(Point-per-instance localization data)
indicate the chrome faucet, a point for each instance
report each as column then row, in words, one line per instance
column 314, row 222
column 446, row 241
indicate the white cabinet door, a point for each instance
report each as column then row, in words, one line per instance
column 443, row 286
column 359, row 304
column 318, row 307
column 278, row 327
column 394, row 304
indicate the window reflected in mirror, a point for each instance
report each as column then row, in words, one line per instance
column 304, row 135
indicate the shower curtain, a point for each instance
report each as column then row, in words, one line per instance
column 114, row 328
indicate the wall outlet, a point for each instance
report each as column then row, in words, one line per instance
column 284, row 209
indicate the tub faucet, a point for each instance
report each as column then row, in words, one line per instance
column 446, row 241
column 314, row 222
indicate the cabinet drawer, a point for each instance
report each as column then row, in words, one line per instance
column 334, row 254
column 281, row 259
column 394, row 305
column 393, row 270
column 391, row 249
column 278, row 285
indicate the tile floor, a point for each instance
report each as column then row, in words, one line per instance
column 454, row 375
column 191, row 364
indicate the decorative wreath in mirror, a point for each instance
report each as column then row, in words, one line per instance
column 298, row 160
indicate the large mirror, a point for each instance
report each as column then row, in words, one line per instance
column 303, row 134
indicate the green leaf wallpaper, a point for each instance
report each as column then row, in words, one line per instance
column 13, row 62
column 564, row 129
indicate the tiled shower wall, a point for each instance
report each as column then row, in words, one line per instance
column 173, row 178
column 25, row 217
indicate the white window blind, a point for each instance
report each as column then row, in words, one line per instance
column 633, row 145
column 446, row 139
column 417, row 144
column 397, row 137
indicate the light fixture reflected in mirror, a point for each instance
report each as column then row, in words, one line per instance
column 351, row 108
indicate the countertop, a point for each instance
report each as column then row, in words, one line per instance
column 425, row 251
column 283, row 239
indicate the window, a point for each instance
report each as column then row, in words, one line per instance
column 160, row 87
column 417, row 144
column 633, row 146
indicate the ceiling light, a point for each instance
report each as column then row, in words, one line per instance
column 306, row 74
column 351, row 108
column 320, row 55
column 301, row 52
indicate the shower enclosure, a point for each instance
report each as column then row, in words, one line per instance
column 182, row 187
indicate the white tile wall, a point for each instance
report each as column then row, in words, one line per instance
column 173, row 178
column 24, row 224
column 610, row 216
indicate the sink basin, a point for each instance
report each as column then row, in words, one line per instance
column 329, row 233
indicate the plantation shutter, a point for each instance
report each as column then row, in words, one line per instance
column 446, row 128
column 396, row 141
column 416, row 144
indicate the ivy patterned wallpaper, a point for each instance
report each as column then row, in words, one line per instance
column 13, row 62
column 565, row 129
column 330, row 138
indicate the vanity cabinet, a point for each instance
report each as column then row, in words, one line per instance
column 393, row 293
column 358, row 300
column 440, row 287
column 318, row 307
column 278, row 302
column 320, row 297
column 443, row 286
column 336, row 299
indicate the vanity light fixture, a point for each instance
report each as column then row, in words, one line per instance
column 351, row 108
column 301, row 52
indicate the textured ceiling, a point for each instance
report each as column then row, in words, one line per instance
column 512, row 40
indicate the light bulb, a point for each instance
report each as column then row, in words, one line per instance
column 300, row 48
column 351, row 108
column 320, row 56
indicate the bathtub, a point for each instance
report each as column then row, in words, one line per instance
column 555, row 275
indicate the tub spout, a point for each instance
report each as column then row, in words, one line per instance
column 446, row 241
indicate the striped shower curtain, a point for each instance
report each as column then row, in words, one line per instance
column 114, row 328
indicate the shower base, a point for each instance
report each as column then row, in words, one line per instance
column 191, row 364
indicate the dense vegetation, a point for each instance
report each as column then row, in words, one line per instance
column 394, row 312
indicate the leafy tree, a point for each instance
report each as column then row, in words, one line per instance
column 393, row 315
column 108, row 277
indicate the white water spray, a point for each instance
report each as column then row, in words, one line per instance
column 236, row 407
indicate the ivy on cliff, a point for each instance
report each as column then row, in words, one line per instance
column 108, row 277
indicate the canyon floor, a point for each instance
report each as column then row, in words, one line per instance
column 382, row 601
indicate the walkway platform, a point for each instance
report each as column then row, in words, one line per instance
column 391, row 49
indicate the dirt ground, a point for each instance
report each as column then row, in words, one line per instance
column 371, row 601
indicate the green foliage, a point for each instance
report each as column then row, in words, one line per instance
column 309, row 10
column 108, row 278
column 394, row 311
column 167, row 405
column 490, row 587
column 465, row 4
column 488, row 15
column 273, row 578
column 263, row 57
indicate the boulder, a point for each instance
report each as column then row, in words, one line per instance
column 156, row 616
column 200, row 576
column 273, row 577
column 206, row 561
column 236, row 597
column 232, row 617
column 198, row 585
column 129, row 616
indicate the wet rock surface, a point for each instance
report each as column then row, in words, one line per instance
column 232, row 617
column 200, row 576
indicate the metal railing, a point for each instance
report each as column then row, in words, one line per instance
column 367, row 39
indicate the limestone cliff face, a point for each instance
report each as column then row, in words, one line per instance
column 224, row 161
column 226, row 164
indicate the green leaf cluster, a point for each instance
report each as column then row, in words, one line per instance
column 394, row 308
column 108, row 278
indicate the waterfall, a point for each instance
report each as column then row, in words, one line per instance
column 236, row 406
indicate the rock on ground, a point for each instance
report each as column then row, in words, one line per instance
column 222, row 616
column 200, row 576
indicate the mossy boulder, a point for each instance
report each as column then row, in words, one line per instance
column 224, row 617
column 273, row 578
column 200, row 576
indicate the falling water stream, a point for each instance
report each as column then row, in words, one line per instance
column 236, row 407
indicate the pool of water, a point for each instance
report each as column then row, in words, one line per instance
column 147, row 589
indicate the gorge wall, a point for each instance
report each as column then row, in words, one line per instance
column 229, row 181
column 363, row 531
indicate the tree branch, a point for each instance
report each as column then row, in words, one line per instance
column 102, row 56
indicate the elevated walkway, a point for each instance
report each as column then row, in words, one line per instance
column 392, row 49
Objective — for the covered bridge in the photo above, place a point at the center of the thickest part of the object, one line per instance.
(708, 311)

▸ Work required:
Copy exactly the stretch of data above from the line with "indicate the textured" through the line with "indicate the light bulb, a", and omit all other lines.

▸ Expected answer:
indicate the textured ceiling, a point for each instance
report each as column then row, in words, one line per instance
column 512, row 40
indicate the light bulb, a point for each instance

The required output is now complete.